Shape labeling records:
>> Start
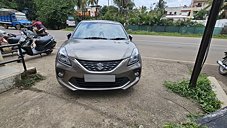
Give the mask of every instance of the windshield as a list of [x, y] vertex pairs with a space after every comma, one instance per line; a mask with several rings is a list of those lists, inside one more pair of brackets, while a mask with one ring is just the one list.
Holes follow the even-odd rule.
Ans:
[[75, 39], [128, 39], [122, 25], [112, 23], [81, 23], [72, 37]]
[[28, 20], [24, 15], [16, 15], [17, 20]]

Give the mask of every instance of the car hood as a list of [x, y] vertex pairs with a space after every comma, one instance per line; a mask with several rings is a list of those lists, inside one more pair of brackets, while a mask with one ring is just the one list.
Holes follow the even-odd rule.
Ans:
[[129, 40], [69, 39], [63, 45], [68, 56], [81, 60], [121, 60], [130, 57], [134, 43]]

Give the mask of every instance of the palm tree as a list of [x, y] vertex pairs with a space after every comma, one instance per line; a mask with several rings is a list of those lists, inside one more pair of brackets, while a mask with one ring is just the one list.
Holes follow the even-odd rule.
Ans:
[[113, 2], [120, 9], [121, 16], [123, 15], [123, 10], [126, 10], [127, 13], [128, 8], [132, 9], [135, 6], [132, 0], [113, 0]]
[[99, 0], [87, 0], [87, 5], [98, 5]]
[[[205, 10], [210, 10], [211, 6], [213, 4], [213, 0], [206, 0], [205, 2]], [[219, 18], [225, 18], [227, 19], [227, 0], [224, 0], [223, 5], [219, 11]]]
[[165, 12], [165, 8], [167, 7], [166, 4], [167, 3], [164, 0], [159, 0], [156, 3], [155, 10], [163, 15]]

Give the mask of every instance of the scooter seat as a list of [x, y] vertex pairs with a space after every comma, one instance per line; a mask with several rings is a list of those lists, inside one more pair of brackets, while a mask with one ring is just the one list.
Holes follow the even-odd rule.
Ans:
[[35, 44], [36, 44], [36, 46], [42, 46], [42, 45], [45, 45], [48, 42], [50, 42], [51, 39], [53, 39], [53, 36], [44, 36], [44, 37], [37, 39], [35, 41]]
[[19, 42], [21, 36], [16, 36], [16, 37], [10, 37], [7, 39], [9, 44], [16, 44]]

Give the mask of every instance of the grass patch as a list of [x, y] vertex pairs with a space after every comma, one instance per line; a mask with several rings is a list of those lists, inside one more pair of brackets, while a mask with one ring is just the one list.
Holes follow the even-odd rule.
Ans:
[[22, 89], [28, 89], [32, 85], [34, 85], [36, 82], [39, 82], [44, 79], [45, 79], [45, 77], [38, 73], [31, 74], [28, 76], [25, 73], [22, 73], [21, 80], [16, 82], [16, 86], [19, 88], [22, 88]]
[[[184, 79], [180, 82], [165, 82], [164, 86], [168, 90], [179, 94], [180, 96], [192, 99], [198, 102], [205, 112], [209, 114], [221, 108], [221, 102], [216, 98], [216, 94], [212, 90], [212, 85], [208, 80], [207, 76], [200, 74], [197, 80], [197, 86], [195, 88], [189, 86], [190, 80]], [[186, 121], [179, 125], [169, 123], [164, 124], [165, 128], [204, 128], [200, 124], [195, 123], [195, 119], [204, 116], [205, 114], [191, 115], [188, 114], [188, 117], [191, 117], [191, 121]]]

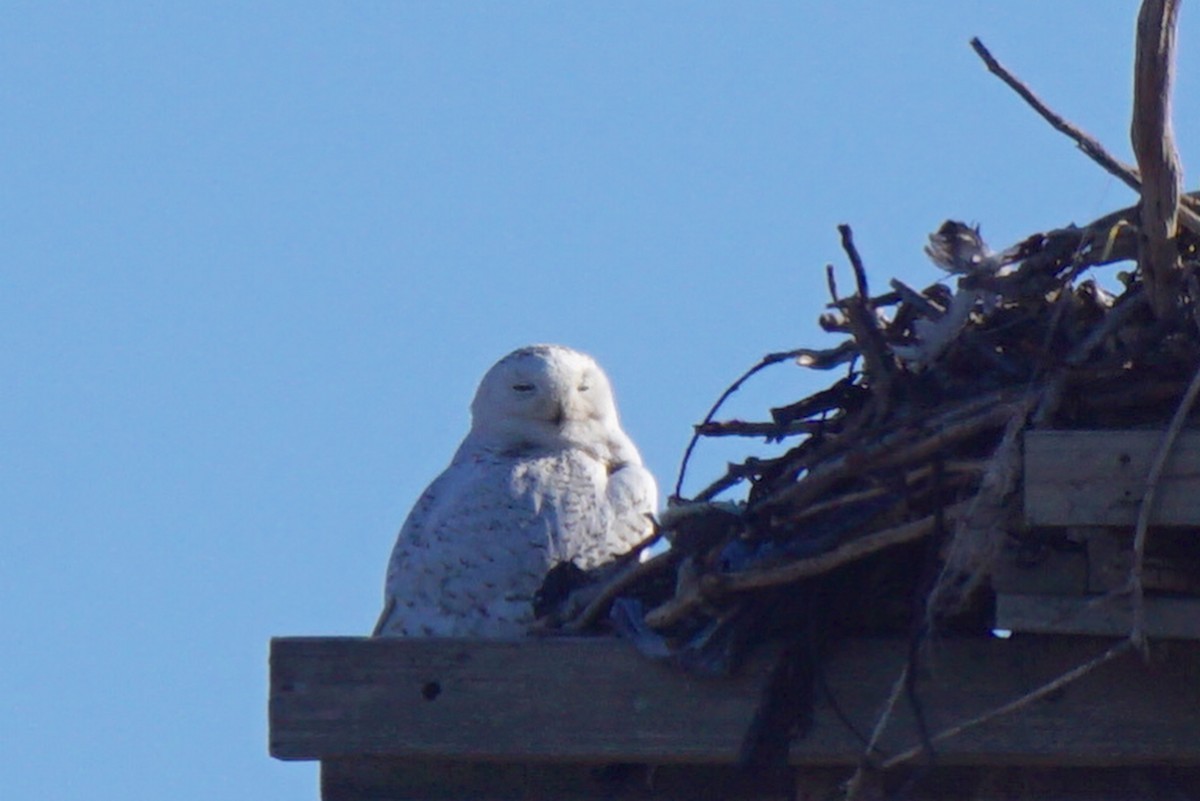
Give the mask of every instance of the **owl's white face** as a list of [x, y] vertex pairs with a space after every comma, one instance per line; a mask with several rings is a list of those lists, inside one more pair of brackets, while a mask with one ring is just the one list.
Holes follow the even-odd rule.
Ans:
[[624, 439], [608, 377], [590, 356], [560, 345], [502, 359], [480, 381], [470, 411], [472, 434], [505, 450], [594, 447], [613, 432]]

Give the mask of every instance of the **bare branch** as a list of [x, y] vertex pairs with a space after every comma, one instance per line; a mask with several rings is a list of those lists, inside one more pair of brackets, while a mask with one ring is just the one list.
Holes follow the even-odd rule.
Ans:
[[1132, 139], [1141, 170], [1138, 263], [1158, 317], [1180, 303], [1178, 233], [1182, 168], [1171, 132], [1171, 80], [1178, 0], [1145, 0], [1138, 14]]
>> End
To do
Update the whole listing by changing every "vertex pairs" to "coordinate pairs" and leaving everything else unchanged. Leave the pictures out of your answer.

Result of the exercise
Give the mask of every instance of the windshield as a list of [x, y] coordinate pairs with a space after every comma, one instance per line; a mask with several rings is a list of those lists, inside one more pair of brackets, while a mask with one ring is just the one list.
Holes follow the even-odd rule.
Ans:
[[75, 39], [128, 39], [122, 25], [112, 23], [81, 23], [72, 37]]
[[28, 20], [24, 15], [16, 15], [17, 20]]

Give the mask of every instance of the car hood as a list of [x, y] coordinate pairs with a space after every comma, one instance per line; a mask with several rings is a list of those lists, inside one more pair of brackets, while a mask with one ring is just the one list.
Holes follow the even-odd rule.
Ans:
[[129, 40], [69, 39], [63, 45], [68, 56], [81, 60], [121, 60], [130, 57], [134, 43]]

Give the mask of every instance of the palm tree as a list of [x, y] coordinate pairs with a space after every comma, one instance per line; a mask with several rings is a list of those lists, inside one more pair of brackets, while a mask with one ring is just the one list.
Holes follow the even-odd rule.
Ans:
[[113, 2], [120, 9], [121, 16], [123, 15], [123, 10], [126, 10], [127, 13], [128, 8], [132, 9], [135, 6], [132, 0], [113, 0]]
[[99, 0], [87, 0], [87, 5], [98, 5]]
[[[205, 10], [210, 10], [211, 6], [213, 4], [213, 0], [206, 0], [205, 2]], [[219, 18], [225, 18], [227, 19], [227, 0], [224, 0], [223, 5], [219, 11]]]
[[165, 12], [165, 8], [167, 7], [166, 4], [167, 3], [164, 0], [159, 0], [156, 3], [155, 10], [163, 15]]

Give the mask of every instance of the scooter seat as a list of [x, y] coordinate pairs with a space after every comma, one instance per line; a mask with several rings is a list of those lists, inside one more pair of brackets, while a mask with one ring is just the one list.
Holes follow the even-odd rule.
Ans:
[[35, 44], [36, 44], [36, 46], [42, 46], [42, 45], [45, 45], [48, 42], [50, 42], [51, 39], [53, 39], [53, 36], [44, 36], [44, 37], [37, 39], [35, 41]]
[[19, 42], [21, 36], [16, 36], [16, 37], [10, 37], [7, 39], [9, 44], [16, 44]]

Give the mask of every instance of the grass patch as a list of [x, y] coordinate pairs with a space after every comma, one instance per line; a mask with several rings is a list of those lists, inside one more pair of brackets, while a mask with one ring is just the one list.
Holes follow the even-odd rule.
Ans:
[[22, 89], [28, 89], [32, 85], [34, 85], [36, 82], [39, 82], [44, 79], [45, 79], [45, 77], [38, 73], [31, 74], [28, 76], [25, 73], [22, 73], [21, 80], [16, 82], [16, 86], [19, 88], [22, 88]]
[[[184, 79], [180, 82], [165, 82], [164, 86], [168, 90], [179, 94], [180, 96], [192, 99], [198, 102], [205, 112], [209, 114], [221, 108], [221, 102], [216, 98], [216, 94], [212, 90], [212, 85], [208, 80], [207, 76], [200, 74], [197, 80], [197, 86], [195, 88], [189, 86], [190, 80]], [[186, 121], [179, 125], [169, 123], [164, 124], [165, 128], [204, 128], [200, 124], [195, 123], [195, 119], [204, 116], [205, 114], [191, 115], [188, 114], [188, 117], [191, 117], [191, 121]]]

Give the mask of every instance of the **owl's white face** as a list of [x, y] coordinate pairs with a space after every comma, one instance per line; a mask with several rings is a list of those lists, inside one more pair of brackets, while a mask with one ring is just the one list.
Holes follow the even-odd rule.
Ans:
[[624, 439], [608, 377], [590, 356], [560, 345], [502, 359], [480, 381], [470, 411], [472, 434], [505, 450], [594, 447], [613, 432]]

Give the mask of every instance of the **bare branch** as a list of [x, y] coordinate pairs with a space after every comma, one instance per line; a mask with several rings is a list of those lists, inside one more pair of brackets, while a mask with one ring is just the one list.
Holes follow the even-odd rule.
Ans:
[[1132, 139], [1141, 170], [1138, 263], [1158, 317], [1180, 303], [1178, 233], [1182, 168], [1171, 132], [1171, 80], [1178, 0], [1145, 0], [1138, 14]]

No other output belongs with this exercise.